> **Input records**:
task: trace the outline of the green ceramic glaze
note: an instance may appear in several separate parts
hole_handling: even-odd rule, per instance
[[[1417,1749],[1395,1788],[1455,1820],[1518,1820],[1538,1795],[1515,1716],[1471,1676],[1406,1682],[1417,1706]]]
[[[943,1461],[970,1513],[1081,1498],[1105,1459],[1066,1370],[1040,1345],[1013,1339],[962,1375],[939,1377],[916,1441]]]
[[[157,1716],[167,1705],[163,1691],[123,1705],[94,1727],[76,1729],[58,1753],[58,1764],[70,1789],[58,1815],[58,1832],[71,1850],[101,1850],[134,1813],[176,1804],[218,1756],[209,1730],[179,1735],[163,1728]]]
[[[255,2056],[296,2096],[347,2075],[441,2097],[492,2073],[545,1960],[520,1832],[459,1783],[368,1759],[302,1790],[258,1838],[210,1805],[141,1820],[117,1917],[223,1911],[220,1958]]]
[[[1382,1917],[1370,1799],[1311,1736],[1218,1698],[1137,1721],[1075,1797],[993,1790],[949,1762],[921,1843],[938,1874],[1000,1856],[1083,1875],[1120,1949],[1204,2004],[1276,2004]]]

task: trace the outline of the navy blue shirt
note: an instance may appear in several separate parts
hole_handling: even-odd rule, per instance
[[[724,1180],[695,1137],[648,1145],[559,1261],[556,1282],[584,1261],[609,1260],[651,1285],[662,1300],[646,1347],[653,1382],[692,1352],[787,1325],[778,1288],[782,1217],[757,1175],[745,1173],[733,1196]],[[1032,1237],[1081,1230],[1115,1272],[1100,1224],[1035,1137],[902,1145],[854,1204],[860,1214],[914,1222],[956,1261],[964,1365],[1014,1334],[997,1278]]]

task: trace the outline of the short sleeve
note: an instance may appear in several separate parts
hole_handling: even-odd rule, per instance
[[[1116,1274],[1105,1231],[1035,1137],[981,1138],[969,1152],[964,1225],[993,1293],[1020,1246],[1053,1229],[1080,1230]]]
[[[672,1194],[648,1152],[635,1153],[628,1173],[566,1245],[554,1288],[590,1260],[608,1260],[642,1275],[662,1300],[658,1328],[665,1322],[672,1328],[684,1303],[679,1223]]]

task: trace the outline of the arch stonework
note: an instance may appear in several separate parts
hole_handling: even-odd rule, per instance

> **What you should do**:
Word for word, write out all of the entries.

> **Your response**:
task: trace the outline of the green ceramic glaze
note: an instance may appear in several separate parts
hole_handling: even-odd rule, per instance
[[[1417,1749],[1395,1788],[1455,1820],[1518,1820],[1538,1795],[1515,1716],[1471,1676],[1406,1682],[1417,1706]]]
[[[943,1461],[970,1513],[1081,1498],[1105,1459],[1066,1370],[1040,1345],[1013,1339],[962,1375],[939,1377],[916,1441]]]
[[[157,1716],[167,1705],[163,1691],[123,1705],[94,1727],[76,1729],[58,1753],[58,1764],[70,1789],[58,1815],[58,1832],[71,1850],[101,1850],[134,1813],[176,1804],[218,1756],[209,1730],[179,1735],[163,1728]]]
[[[255,2056],[296,2096],[347,2075],[441,2097],[492,2073],[545,1960],[520,1832],[459,1783],[368,1759],[302,1790],[258,1838],[210,1805],[141,1820],[117,1917],[223,1911],[220,1958]]]
[[[1382,1917],[1370,1799],[1311,1736],[1218,1698],[1137,1721],[1075,1797],[993,1790],[949,1762],[921,1843],[938,1874],[1000,1856],[1083,1875],[1120,1949],[1204,2004],[1276,2004]]]

task: trace the outline of the navy blue shirt
note: an instance may appear in several separate parts
hole_handling: even-odd rule, per instance
[[[724,1180],[695,1137],[648,1145],[559,1261],[556,1282],[584,1261],[609,1260],[651,1285],[662,1300],[646,1347],[653,1382],[692,1352],[787,1325],[778,1288],[782,1217],[757,1175],[745,1173],[733,1196]],[[1032,1237],[1081,1230],[1115,1272],[1100,1224],[1035,1137],[902,1145],[854,1204],[860,1214],[914,1222],[956,1261],[964,1365],[1014,1334],[997,1278]]]

task: trace the outline of the short sleeve
note: an instance may appear in several separate parts
hole_handling: even-odd rule, per instance
[[[1116,1274],[1105,1231],[1035,1137],[981,1138],[969,1152],[964,1225],[993,1293],[1020,1246],[1053,1229],[1080,1230]]]
[[[672,1194],[648,1152],[635,1153],[628,1173],[566,1245],[554,1288],[590,1260],[608,1260],[642,1275],[662,1300],[658,1328],[665,1322],[672,1328],[684,1303],[679,1223]]]

task: trace the outline of the arch stonework
note: an instance may appear in several separate parts
hole_handling: even-odd rule, per instance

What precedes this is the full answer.